Start of Data for this exercise

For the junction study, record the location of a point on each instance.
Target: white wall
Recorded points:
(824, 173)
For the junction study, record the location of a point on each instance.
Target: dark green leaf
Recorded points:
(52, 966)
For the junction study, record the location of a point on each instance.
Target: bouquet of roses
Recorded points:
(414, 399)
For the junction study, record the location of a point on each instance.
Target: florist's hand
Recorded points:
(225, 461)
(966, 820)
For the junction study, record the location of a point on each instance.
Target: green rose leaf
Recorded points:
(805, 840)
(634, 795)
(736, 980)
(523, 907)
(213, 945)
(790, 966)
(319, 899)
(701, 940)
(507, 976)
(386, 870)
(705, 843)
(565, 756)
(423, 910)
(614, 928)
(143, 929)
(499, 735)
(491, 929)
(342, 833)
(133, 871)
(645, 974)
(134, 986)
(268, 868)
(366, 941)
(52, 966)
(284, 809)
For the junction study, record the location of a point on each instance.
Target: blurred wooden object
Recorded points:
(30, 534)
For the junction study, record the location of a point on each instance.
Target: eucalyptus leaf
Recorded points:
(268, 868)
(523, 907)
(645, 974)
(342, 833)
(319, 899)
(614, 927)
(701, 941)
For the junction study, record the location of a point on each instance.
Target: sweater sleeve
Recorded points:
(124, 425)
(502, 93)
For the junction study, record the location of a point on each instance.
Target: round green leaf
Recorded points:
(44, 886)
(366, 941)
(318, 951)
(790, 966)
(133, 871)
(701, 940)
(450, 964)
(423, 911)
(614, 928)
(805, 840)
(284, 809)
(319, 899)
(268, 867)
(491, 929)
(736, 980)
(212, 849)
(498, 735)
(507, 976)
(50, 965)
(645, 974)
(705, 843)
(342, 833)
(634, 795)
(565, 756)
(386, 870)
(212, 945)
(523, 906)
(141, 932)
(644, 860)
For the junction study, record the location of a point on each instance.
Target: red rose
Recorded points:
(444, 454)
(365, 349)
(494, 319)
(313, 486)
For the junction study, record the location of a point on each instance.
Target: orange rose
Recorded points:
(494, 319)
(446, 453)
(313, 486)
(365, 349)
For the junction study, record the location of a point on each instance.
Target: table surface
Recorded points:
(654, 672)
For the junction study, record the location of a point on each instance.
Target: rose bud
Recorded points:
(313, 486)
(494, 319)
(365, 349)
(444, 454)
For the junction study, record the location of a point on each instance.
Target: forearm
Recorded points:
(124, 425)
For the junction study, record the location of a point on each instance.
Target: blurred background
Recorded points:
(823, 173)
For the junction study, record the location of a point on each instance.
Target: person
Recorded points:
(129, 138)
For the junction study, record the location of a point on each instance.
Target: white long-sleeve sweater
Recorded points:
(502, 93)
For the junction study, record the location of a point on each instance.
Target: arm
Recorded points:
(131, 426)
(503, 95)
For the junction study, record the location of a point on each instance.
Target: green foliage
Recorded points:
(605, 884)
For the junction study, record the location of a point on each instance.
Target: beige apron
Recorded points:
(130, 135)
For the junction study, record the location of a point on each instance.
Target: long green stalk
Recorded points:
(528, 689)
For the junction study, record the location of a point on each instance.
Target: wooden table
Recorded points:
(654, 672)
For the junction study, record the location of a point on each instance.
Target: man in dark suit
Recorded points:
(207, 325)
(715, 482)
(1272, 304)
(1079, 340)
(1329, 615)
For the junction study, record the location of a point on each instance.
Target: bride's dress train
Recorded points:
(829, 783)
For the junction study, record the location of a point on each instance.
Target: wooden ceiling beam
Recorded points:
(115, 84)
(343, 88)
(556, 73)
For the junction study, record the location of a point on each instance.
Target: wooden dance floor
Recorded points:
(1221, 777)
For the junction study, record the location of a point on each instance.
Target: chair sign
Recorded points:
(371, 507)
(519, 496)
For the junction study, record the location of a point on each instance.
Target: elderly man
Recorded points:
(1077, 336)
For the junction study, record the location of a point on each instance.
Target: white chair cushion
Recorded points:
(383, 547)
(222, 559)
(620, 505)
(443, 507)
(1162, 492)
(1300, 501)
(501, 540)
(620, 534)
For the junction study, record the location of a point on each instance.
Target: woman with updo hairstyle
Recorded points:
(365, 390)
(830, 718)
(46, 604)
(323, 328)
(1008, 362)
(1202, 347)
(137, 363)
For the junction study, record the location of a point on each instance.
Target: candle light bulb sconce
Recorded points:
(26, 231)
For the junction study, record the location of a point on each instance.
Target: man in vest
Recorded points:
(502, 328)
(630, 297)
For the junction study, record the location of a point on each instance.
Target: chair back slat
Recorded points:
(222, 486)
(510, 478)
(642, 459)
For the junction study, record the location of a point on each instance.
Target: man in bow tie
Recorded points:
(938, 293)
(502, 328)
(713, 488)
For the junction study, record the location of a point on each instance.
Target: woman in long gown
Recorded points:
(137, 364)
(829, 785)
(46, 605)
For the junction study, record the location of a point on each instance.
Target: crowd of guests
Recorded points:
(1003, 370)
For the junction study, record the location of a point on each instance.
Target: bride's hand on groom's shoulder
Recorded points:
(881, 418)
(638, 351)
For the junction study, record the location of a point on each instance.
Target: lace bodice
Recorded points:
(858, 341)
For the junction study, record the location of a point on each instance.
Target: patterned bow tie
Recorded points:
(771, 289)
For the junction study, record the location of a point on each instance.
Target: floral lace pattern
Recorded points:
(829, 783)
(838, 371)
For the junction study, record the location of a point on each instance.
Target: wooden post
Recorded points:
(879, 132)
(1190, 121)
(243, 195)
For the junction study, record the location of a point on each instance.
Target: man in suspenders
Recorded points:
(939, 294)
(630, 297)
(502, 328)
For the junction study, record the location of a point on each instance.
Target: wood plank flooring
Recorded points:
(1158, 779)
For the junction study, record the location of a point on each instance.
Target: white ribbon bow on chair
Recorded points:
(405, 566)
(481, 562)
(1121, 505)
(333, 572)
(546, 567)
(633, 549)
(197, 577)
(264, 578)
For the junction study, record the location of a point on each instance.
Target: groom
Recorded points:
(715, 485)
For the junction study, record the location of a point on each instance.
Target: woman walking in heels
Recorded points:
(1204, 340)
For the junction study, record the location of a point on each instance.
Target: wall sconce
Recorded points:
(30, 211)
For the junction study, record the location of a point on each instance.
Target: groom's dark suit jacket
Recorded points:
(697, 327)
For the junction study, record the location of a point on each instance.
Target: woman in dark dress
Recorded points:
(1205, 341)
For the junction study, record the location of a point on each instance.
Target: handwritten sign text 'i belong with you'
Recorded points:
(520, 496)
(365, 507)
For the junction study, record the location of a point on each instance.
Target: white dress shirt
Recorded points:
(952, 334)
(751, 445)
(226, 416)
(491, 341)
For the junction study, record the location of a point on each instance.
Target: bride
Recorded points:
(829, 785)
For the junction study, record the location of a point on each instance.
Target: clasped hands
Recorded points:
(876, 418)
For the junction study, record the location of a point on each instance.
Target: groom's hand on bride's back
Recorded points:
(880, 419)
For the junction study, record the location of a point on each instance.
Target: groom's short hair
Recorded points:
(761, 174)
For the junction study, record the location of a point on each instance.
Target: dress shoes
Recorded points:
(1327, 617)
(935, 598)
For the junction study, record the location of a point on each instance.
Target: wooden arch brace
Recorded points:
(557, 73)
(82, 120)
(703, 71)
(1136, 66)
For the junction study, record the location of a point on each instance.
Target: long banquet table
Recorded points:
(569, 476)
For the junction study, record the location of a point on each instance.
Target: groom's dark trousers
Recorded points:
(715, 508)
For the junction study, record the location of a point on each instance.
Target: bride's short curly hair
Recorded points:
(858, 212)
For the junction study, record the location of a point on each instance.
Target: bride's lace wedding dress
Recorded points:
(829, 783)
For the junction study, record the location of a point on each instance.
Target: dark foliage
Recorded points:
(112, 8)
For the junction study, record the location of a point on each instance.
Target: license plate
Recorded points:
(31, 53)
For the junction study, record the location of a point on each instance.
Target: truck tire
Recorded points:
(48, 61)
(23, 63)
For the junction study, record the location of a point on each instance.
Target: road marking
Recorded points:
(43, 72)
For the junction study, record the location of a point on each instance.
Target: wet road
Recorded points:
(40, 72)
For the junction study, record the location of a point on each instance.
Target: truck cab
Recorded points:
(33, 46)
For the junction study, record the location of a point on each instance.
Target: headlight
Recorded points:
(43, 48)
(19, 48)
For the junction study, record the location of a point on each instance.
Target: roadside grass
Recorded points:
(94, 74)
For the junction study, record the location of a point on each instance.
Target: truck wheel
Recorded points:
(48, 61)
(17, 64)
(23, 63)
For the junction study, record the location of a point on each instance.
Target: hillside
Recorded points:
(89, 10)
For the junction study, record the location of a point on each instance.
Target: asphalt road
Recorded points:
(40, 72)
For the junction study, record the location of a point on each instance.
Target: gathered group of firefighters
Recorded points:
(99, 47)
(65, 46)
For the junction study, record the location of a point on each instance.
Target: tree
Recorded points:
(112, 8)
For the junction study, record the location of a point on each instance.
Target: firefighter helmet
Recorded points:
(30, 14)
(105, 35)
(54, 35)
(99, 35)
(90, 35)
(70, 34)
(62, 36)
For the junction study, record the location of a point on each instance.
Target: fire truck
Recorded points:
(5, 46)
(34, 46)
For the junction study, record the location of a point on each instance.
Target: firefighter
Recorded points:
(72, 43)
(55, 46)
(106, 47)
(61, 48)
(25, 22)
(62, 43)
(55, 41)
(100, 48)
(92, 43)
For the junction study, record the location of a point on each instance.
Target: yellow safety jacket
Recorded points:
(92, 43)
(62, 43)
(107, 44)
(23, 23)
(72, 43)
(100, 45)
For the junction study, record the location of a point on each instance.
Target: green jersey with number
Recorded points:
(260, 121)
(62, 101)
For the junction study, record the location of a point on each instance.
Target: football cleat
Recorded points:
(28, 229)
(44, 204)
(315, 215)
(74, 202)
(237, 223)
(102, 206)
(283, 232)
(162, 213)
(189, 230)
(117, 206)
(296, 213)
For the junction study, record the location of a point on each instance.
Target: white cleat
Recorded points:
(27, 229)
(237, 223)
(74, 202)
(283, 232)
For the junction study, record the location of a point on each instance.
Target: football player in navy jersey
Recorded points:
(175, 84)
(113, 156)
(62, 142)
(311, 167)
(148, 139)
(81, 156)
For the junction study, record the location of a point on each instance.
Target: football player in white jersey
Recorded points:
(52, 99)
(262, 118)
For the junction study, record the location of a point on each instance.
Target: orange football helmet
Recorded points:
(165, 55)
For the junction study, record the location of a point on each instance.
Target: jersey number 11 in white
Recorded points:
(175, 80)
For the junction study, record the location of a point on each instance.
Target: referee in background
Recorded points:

End of Data for this exercise

● Work to be completed: Report every line of the data above that contains the string "cleat" by copying it in full.

● Result for this exercise:
Target: football cleat
Target: white cleat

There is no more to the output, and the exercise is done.